● **DESCRIPTION OF THE TASK**
Which lines below contain the word "blue"? Copy each of them.

(Records from a data collection)
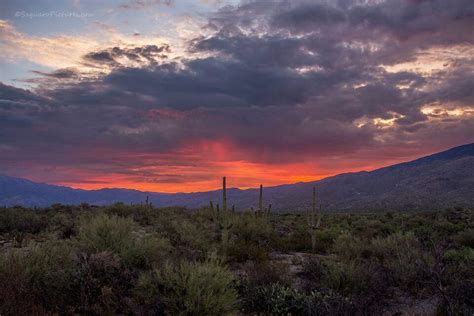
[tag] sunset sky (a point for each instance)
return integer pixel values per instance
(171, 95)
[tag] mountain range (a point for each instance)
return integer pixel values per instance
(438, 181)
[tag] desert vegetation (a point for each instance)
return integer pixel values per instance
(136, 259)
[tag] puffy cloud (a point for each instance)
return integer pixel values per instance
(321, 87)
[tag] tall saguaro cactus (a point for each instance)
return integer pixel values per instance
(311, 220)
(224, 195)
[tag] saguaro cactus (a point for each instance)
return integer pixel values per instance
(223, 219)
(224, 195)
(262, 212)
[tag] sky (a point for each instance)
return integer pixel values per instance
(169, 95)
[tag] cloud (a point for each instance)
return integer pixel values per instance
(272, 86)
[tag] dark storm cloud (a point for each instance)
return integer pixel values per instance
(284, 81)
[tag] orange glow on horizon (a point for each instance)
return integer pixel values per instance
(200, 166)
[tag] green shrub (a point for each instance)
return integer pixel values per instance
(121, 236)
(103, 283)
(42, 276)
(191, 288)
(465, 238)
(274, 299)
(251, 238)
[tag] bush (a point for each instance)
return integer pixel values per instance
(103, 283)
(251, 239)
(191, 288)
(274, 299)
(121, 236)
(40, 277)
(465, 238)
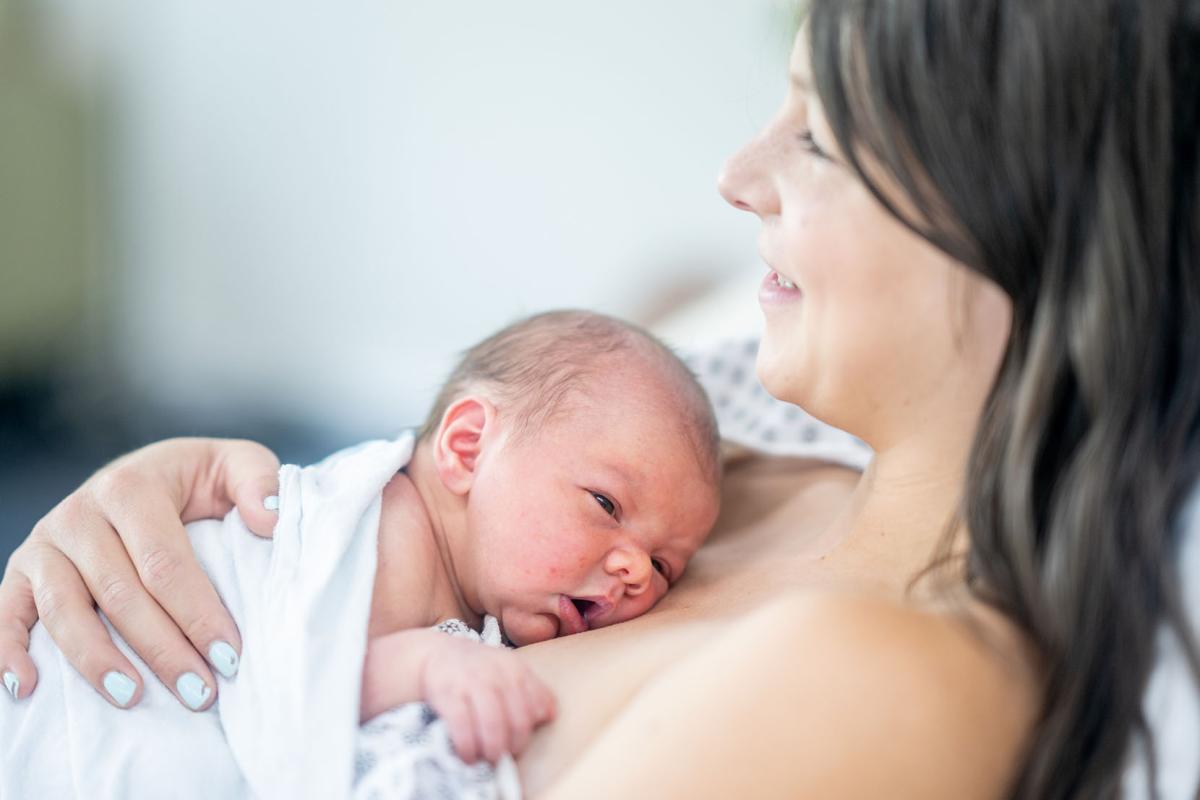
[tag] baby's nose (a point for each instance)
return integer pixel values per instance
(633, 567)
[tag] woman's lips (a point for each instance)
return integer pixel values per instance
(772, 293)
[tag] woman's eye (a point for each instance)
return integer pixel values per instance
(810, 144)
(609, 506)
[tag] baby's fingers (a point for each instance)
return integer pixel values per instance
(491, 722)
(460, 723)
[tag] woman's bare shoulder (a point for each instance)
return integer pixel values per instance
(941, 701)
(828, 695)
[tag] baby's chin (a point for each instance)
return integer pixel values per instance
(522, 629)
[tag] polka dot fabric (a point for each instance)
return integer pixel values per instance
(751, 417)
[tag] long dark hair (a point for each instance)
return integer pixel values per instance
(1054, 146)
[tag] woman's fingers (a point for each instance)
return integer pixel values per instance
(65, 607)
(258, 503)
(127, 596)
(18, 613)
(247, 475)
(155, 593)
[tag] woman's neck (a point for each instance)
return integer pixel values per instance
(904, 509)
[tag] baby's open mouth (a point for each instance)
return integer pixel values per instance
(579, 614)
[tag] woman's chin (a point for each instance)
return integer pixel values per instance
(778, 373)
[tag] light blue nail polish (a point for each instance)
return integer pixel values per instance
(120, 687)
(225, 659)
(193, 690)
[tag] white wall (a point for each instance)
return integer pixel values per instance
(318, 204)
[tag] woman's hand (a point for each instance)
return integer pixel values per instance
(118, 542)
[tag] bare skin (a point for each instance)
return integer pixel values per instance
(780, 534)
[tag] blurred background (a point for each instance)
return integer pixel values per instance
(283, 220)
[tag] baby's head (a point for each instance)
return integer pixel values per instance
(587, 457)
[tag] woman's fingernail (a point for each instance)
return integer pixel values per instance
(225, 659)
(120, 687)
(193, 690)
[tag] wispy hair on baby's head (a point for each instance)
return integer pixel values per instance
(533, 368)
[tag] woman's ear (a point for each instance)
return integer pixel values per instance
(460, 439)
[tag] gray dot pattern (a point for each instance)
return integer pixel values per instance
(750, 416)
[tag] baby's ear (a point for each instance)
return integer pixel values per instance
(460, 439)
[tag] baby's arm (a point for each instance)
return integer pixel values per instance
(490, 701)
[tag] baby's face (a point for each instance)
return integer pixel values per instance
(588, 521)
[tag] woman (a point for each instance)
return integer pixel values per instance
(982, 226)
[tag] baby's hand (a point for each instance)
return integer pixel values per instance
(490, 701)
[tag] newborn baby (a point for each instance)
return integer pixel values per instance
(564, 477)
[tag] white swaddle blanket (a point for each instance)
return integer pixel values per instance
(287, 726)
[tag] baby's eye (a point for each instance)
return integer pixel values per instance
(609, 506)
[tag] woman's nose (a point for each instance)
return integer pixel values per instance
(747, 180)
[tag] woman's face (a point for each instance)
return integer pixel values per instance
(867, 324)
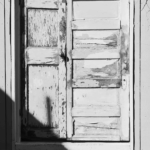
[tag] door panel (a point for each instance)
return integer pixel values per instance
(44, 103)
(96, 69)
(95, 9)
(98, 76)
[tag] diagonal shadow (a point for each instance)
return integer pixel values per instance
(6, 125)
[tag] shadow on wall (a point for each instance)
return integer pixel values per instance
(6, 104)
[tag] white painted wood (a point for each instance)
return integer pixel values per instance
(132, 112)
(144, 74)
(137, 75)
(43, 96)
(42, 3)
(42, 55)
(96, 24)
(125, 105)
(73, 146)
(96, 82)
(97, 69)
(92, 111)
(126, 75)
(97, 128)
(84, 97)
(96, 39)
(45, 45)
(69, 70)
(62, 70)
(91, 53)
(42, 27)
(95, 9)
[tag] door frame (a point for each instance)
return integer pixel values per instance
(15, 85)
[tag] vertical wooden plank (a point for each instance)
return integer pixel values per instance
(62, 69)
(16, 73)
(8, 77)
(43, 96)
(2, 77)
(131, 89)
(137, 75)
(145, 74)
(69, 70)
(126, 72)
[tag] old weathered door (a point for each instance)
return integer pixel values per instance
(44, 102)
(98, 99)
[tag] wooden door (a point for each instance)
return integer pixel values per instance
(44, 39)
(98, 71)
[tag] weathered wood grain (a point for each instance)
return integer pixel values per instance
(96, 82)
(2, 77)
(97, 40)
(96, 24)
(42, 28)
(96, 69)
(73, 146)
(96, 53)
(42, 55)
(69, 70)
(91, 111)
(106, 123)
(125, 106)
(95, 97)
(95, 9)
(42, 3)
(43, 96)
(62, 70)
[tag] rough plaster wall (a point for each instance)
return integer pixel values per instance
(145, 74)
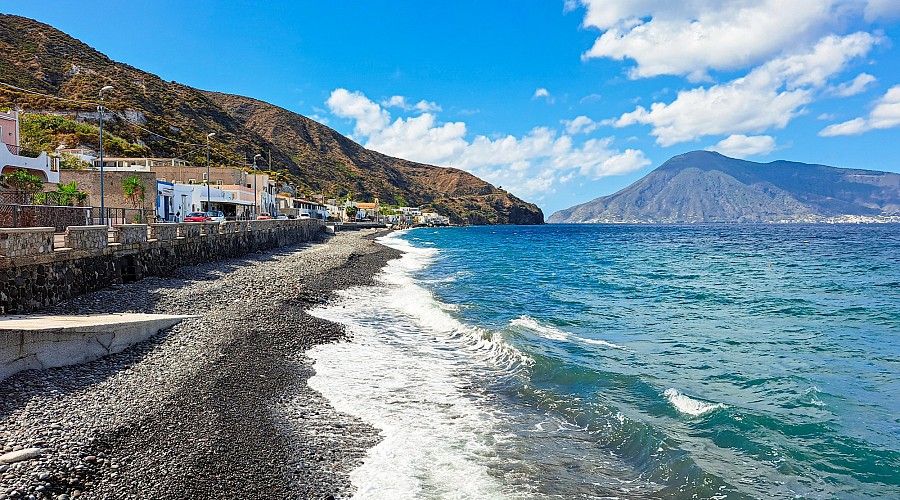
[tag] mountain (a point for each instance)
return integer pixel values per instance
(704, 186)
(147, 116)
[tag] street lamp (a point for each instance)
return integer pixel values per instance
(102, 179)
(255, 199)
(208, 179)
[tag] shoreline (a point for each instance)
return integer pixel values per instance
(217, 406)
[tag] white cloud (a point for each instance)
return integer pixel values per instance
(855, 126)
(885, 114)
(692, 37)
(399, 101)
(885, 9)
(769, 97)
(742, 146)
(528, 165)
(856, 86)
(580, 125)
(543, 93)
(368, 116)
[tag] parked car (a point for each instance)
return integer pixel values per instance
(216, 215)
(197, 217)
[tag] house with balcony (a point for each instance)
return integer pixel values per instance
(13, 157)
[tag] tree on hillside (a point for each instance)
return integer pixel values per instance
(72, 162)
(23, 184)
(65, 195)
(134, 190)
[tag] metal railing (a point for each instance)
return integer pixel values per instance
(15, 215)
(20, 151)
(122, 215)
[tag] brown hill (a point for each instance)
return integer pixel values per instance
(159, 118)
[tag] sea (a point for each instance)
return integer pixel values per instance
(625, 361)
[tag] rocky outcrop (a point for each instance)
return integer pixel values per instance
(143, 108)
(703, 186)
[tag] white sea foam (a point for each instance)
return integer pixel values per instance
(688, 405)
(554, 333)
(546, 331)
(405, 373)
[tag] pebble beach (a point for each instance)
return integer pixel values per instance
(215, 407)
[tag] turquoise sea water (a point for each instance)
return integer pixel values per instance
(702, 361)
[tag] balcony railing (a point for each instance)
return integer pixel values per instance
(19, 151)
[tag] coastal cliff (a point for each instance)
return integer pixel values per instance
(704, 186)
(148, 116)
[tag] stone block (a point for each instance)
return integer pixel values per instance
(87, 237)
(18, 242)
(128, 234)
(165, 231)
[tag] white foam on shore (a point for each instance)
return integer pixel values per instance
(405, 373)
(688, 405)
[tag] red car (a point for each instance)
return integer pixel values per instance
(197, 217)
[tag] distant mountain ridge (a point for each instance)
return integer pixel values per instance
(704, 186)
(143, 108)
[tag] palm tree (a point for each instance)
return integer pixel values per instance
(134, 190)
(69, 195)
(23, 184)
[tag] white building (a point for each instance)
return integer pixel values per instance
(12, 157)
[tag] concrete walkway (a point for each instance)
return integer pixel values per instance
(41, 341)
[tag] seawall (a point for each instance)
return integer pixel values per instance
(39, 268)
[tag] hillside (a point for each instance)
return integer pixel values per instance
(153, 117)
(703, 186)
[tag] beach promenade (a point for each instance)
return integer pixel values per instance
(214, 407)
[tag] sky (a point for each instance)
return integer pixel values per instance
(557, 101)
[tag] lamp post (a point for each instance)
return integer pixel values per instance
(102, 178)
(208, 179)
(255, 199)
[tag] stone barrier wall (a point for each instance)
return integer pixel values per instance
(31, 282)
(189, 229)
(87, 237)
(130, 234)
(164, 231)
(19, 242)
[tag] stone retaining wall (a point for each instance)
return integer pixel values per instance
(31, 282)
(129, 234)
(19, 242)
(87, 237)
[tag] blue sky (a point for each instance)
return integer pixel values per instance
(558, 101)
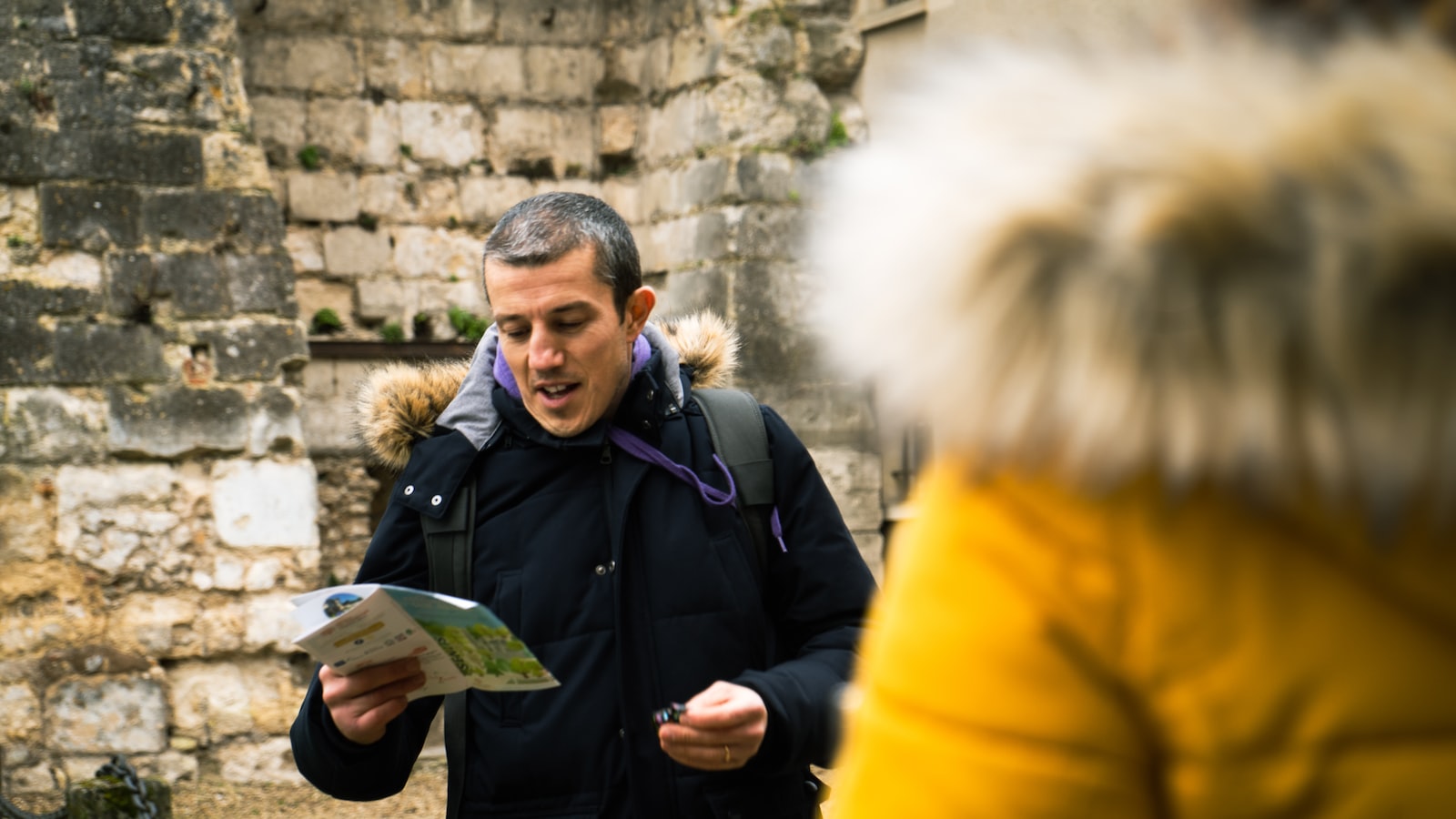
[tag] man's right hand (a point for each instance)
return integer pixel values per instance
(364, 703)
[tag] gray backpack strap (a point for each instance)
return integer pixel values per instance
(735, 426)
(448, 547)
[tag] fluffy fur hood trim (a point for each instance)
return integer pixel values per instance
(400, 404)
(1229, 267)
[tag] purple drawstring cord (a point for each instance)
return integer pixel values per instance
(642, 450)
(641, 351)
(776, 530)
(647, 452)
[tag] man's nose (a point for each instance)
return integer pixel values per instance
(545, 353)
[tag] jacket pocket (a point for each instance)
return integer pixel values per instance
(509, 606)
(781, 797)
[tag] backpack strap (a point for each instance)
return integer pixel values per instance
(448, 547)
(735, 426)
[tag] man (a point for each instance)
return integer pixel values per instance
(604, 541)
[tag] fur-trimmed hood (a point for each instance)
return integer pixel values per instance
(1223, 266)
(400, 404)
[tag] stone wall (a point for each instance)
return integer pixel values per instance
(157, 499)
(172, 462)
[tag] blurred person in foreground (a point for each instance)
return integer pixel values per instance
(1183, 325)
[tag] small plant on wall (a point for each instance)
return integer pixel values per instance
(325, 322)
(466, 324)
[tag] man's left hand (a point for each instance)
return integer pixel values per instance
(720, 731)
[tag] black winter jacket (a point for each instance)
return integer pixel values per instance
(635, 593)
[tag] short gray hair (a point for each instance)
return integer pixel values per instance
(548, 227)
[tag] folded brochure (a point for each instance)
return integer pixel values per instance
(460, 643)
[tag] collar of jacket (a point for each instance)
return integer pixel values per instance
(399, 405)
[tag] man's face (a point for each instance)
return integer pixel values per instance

● **SOLUTION TO THIS TASK**
[tag] light blue nail polish (a point for each instance)
[tag] blue sky (a point for each instance)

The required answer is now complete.